WHAT YOU HAVE TO DO - Using the data below, restate exactly every line from the one with "Target: low white wall" up to and including the one with "Target: cabinet door panel". No picture belongs in it.
^^^^^^^^^^^^^^^^
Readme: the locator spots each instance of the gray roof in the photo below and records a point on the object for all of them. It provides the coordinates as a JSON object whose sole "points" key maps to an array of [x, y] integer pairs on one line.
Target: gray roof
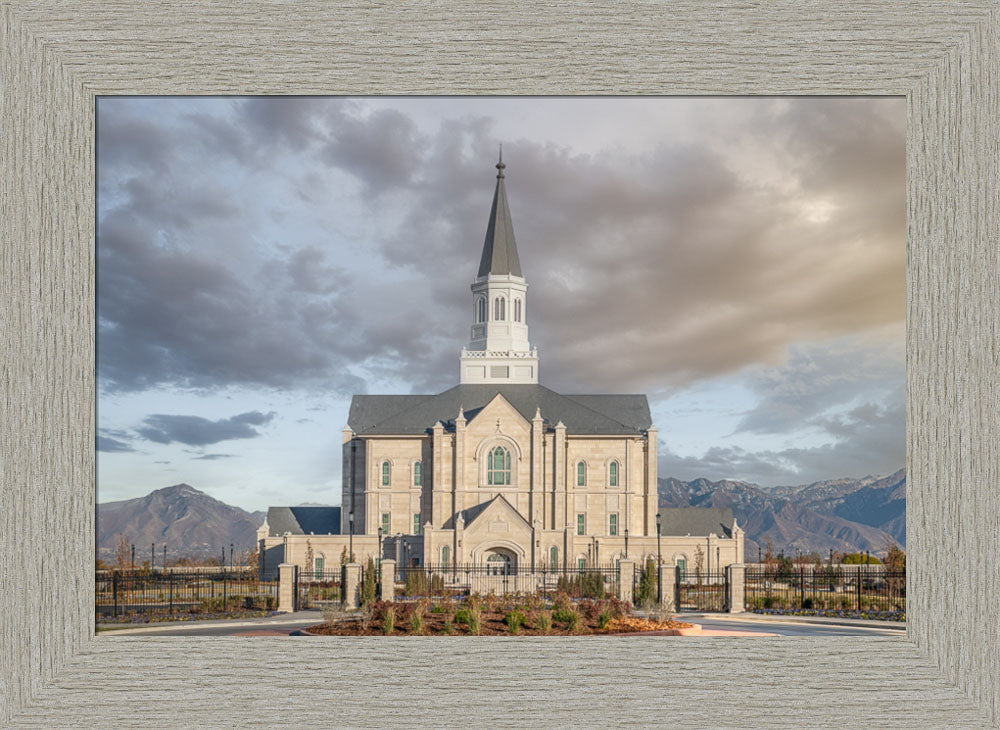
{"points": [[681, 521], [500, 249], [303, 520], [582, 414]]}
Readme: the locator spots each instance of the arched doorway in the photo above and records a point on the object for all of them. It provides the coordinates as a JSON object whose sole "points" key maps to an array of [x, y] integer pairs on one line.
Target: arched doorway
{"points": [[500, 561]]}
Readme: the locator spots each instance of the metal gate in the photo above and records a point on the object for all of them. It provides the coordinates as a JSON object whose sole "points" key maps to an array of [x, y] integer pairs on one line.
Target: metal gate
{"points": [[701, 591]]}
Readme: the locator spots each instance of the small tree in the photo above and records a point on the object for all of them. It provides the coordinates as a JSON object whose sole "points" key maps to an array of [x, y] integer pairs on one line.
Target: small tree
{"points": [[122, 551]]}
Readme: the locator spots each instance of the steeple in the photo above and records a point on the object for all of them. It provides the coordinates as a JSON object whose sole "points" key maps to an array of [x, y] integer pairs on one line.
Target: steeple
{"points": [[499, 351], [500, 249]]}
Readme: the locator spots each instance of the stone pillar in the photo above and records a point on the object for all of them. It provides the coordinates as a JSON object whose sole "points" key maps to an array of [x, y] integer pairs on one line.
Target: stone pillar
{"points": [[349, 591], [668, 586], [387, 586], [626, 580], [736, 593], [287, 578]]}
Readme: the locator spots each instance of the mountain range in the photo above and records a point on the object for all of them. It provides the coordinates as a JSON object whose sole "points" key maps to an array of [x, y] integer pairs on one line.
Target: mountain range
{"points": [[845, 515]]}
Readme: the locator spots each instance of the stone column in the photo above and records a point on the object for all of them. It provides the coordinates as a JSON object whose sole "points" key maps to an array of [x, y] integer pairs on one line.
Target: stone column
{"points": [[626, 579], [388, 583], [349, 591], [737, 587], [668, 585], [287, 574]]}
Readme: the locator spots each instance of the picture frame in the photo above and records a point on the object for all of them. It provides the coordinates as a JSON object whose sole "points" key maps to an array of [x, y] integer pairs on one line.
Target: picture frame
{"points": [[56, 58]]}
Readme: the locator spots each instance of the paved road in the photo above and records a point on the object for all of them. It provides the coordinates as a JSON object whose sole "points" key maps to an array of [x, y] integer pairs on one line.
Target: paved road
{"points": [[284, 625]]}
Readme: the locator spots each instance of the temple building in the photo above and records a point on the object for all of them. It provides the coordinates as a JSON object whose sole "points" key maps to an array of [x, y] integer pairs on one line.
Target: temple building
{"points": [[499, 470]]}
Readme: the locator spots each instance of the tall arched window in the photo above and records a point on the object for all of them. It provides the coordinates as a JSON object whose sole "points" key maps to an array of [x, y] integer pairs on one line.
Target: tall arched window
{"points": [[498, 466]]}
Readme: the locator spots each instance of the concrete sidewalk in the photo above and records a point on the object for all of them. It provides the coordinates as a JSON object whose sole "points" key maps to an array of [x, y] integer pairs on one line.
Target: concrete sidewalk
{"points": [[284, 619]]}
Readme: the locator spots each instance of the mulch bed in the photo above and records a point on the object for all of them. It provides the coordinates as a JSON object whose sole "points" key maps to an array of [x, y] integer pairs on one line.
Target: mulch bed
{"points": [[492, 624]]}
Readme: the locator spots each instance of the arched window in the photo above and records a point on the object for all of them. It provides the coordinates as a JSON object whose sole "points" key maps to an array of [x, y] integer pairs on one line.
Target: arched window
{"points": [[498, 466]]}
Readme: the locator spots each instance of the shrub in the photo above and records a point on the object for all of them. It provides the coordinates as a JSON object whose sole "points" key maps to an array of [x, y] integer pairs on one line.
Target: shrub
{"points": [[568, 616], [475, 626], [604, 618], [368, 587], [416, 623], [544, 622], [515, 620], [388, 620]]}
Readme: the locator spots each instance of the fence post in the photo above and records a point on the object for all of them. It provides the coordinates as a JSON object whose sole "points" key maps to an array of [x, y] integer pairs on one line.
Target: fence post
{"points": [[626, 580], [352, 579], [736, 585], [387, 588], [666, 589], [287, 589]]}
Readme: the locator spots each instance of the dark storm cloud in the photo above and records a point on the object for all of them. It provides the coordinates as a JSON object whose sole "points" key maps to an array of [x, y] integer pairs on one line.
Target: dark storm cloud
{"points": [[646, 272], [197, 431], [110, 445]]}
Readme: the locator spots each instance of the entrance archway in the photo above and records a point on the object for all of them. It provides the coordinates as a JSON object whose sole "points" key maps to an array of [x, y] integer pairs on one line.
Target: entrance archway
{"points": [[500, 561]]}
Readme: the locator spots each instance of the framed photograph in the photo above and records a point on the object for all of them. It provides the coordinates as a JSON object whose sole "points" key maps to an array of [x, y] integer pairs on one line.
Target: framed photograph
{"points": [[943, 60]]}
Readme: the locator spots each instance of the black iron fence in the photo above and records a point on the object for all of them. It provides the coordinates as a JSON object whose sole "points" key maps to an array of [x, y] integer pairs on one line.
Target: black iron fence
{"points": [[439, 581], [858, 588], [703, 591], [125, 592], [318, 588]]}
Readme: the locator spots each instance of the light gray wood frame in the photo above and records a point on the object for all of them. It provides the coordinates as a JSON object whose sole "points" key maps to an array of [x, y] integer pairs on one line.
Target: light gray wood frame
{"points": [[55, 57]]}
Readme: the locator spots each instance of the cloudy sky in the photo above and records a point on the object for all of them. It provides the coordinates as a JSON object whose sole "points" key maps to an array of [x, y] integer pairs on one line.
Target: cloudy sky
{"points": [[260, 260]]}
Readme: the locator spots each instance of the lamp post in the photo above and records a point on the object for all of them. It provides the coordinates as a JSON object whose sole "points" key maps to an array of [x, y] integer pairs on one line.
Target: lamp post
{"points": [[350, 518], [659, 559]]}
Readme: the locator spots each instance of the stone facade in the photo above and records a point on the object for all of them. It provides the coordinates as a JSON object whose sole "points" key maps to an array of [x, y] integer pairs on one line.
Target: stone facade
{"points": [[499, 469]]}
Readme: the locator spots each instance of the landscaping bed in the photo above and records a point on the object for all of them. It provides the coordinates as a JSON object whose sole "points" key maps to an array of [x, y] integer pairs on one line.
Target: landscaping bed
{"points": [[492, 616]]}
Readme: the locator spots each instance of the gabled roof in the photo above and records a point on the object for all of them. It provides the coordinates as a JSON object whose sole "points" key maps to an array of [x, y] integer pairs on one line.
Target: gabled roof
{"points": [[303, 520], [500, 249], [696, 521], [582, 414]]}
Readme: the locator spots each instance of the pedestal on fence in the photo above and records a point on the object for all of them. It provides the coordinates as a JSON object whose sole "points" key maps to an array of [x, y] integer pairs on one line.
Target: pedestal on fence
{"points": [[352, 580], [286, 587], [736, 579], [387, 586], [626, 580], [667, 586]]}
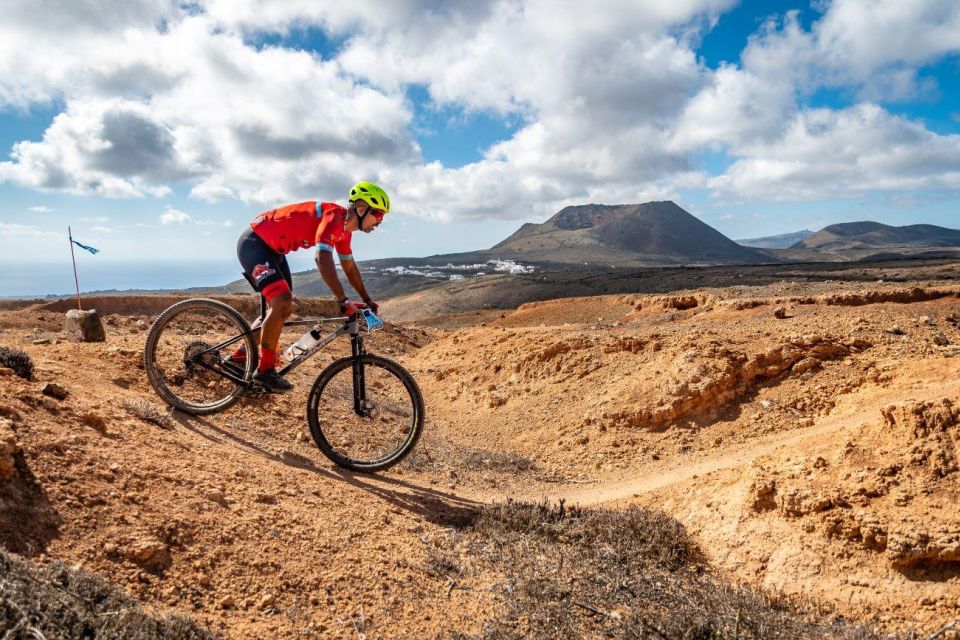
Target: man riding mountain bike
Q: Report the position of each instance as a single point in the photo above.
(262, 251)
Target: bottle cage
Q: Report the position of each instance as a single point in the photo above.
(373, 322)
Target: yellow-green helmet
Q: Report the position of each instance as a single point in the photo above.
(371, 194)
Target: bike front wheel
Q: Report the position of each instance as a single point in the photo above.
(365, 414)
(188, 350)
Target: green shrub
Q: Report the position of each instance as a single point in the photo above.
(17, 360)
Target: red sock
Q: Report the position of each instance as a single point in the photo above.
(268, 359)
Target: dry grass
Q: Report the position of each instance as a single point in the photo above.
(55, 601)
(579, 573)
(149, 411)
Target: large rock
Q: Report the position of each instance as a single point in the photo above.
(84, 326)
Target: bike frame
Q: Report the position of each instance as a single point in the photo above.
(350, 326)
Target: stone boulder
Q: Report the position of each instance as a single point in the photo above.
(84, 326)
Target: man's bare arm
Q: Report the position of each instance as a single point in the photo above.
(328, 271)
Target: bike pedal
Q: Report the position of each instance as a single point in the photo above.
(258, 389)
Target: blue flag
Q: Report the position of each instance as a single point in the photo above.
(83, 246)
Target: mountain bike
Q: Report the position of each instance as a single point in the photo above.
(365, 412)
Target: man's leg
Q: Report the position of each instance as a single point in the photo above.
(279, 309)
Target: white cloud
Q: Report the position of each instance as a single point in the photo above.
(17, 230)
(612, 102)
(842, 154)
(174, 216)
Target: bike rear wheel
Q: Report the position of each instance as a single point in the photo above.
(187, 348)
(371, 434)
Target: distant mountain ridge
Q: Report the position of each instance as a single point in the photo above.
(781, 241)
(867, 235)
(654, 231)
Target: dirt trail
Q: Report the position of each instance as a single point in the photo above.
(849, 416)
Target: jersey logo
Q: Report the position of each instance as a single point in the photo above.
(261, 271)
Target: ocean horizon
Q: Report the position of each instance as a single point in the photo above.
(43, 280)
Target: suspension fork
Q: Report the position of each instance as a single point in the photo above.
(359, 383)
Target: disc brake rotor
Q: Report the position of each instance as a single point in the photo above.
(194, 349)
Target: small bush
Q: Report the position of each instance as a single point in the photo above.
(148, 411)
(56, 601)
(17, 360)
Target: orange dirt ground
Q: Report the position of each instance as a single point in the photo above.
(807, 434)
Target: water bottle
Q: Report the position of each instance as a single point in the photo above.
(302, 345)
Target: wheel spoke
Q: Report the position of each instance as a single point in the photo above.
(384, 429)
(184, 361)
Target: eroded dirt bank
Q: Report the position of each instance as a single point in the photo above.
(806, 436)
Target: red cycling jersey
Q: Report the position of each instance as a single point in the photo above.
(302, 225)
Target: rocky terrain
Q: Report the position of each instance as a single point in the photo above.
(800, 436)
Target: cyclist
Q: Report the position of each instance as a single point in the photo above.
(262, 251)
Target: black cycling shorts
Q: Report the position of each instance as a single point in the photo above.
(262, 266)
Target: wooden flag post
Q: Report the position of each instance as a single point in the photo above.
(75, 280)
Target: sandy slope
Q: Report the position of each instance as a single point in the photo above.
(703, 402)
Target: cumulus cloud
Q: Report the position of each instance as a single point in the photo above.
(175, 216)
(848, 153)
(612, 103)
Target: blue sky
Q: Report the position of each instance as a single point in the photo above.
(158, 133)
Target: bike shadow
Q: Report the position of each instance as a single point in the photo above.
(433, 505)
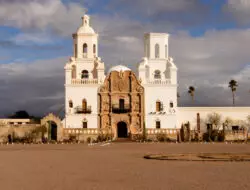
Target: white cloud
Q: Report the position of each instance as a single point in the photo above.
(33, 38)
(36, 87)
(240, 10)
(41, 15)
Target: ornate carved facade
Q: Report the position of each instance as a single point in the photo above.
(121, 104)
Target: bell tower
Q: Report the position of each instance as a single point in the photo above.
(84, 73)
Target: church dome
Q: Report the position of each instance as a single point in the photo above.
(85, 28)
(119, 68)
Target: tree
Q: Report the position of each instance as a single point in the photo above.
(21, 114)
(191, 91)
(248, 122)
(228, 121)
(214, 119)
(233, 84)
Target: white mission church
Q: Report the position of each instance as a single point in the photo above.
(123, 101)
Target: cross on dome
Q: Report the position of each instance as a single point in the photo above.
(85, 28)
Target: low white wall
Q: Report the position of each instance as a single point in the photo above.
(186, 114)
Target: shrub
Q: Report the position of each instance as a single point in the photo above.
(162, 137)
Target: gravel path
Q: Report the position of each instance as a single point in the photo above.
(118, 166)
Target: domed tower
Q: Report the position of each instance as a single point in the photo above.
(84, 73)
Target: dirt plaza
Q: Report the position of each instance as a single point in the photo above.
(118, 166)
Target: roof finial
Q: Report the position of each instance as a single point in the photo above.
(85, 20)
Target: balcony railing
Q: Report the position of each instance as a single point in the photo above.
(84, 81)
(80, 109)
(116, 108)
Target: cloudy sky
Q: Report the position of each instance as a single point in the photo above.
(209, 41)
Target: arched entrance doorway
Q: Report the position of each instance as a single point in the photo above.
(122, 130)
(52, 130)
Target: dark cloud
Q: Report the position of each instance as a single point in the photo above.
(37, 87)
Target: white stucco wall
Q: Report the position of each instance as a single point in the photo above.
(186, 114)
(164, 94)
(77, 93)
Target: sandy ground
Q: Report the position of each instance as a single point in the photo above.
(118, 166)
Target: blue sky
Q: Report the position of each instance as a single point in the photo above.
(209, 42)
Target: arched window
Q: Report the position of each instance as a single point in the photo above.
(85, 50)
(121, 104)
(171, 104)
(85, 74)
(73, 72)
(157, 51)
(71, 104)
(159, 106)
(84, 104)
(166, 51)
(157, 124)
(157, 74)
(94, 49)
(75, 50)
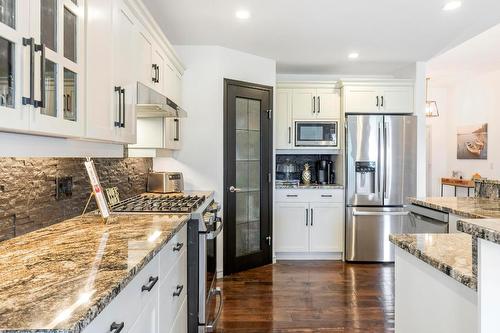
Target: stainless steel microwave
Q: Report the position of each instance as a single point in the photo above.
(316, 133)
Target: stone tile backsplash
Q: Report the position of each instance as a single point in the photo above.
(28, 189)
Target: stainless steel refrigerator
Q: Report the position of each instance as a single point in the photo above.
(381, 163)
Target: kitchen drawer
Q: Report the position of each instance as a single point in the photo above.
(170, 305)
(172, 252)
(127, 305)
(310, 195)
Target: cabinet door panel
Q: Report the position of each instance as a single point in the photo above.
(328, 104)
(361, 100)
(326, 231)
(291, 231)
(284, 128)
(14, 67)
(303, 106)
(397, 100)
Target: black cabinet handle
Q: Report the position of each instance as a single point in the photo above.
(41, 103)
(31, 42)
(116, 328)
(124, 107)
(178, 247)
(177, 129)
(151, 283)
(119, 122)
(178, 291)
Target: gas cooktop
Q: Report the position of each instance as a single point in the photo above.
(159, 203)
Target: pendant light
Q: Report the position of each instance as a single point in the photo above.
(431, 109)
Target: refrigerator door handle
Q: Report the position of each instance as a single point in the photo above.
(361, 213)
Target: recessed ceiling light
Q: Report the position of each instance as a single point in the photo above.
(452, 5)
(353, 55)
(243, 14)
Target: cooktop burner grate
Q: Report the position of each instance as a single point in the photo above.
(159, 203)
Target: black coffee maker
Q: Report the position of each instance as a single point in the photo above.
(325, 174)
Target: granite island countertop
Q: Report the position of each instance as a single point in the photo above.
^^^^^^^^^^^^^^^^
TASK SOLUTION -
Target: low white wall
Q: Report the position of each instance as a single point in the photo above.
(186, 114)
Target: shrub
Q: Report the position of each instance as a single point in the photo above.
(162, 137)
Target: gravel path
Q: Report the position of each instance as a single point in the photo above.
(118, 166)
Target: domed tower
Q: Report the position of each instance as a single point in the photo above.
(84, 73)
Target: dirt plaza
Q: Report the position of each instance as a single point in the photo above.
(118, 166)
Target: roof finial
Q: Report the position of each instance as a single point in the photo above.
(85, 20)
Target: balcony railing
Q: Report the position of each instance as a single point in the photo above.
(84, 81)
(80, 109)
(116, 108)
Target: cloudy sky
Q: Report the position of each instance as a single point in the photo above.
(209, 41)
Target: arched entrance doorway
Q: Report the position of each instance as a single point in the photo above.
(122, 130)
(52, 130)
Target: dark cloud
Q: Report the position of each instance as a single point in the photo above.
(37, 87)
Target: white stucco wall
Q: Report the position of each instance as a single point in the photo above.
(186, 114)
(164, 94)
(77, 93)
Target: sandy ground
Q: Report the position of each instance as a single point in the photo above.
(118, 166)
Target: blue sky
Q: Report the position of each instance as a single point in the photo above.
(209, 42)
Target: arched window
Q: Report the position of each instance as a single point in the photo above.
(85, 50)
(121, 104)
(171, 104)
(85, 74)
(73, 72)
(157, 51)
(71, 104)
(159, 106)
(84, 104)
(166, 51)
(157, 124)
(157, 74)
(94, 49)
(75, 50)
Target: stainless steel microwave
Q: Report the position of each instance as a single point in the photo above.
(316, 133)
Target: stone tile backsplash
Q: Report the position of each instance as a single point in the photo above.
(28, 189)
Target: stainless steel refrigerator
Q: Report the position of each instance as a single point in the photo above.
(381, 163)
Target: kitchen drawer
Q: Report the position of each instance as a single point in the photo above.
(170, 305)
(172, 252)
(127, 305)
(310, 195)
Target: cabinet door panel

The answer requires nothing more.